» Task objective: Pull out of the data below the stretch of lines bounded by the one containing "Target: whisker" and the one containing "Target: blue eye", both bounds included, unchanged.

» Extracted information:
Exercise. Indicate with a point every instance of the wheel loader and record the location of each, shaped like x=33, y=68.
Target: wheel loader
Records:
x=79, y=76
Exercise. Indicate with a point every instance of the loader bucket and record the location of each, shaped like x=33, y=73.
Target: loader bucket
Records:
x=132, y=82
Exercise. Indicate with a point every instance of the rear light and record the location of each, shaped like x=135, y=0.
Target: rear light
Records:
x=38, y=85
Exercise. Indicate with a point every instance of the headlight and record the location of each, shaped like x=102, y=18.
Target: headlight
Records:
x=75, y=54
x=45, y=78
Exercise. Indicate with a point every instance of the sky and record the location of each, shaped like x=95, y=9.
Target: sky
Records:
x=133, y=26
--
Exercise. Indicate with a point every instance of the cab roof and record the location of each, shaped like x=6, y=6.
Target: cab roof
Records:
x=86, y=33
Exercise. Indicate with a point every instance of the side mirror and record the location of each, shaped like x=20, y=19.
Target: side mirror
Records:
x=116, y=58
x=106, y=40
--
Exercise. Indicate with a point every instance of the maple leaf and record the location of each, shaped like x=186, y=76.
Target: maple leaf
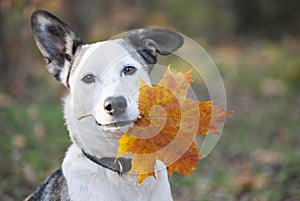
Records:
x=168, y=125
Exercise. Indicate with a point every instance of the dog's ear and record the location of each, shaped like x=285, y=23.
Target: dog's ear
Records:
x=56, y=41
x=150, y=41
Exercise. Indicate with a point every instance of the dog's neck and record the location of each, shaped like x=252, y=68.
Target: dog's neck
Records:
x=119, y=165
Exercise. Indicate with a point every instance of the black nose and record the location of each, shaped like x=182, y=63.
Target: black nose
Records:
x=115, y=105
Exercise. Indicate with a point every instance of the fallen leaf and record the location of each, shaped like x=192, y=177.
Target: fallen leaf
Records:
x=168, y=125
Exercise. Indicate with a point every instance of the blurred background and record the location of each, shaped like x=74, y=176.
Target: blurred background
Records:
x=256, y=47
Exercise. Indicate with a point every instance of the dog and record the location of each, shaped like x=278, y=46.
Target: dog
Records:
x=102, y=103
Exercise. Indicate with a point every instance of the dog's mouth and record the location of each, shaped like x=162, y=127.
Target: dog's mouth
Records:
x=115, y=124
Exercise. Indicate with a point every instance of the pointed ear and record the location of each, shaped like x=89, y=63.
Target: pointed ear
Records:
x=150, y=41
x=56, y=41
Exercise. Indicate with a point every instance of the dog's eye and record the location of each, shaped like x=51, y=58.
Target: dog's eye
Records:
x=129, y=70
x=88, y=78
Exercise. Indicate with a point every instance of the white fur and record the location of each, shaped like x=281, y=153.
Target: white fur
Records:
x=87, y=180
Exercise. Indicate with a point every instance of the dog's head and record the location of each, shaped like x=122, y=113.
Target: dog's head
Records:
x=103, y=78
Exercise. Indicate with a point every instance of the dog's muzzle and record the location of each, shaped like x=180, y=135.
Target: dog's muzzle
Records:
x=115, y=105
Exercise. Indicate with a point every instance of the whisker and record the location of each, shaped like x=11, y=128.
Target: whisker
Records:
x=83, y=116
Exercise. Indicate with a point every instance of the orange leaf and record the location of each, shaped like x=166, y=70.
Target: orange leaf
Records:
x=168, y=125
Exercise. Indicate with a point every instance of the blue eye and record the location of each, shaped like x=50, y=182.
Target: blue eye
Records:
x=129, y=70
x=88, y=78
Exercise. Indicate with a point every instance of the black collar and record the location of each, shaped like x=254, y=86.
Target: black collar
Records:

» Solution below:
Target: whisker
Records:
x=83, y=116
Exercise. Indicate with a point every instance of the orange leaf and record the location of each, shaped like x=166, y=70.
Target: orange leaf
Records:
x=168, y=125
Exercise. Indicate with a point every instance of the blue eye and record the location of each, shaped like x=50, y=182.
Target: blue eye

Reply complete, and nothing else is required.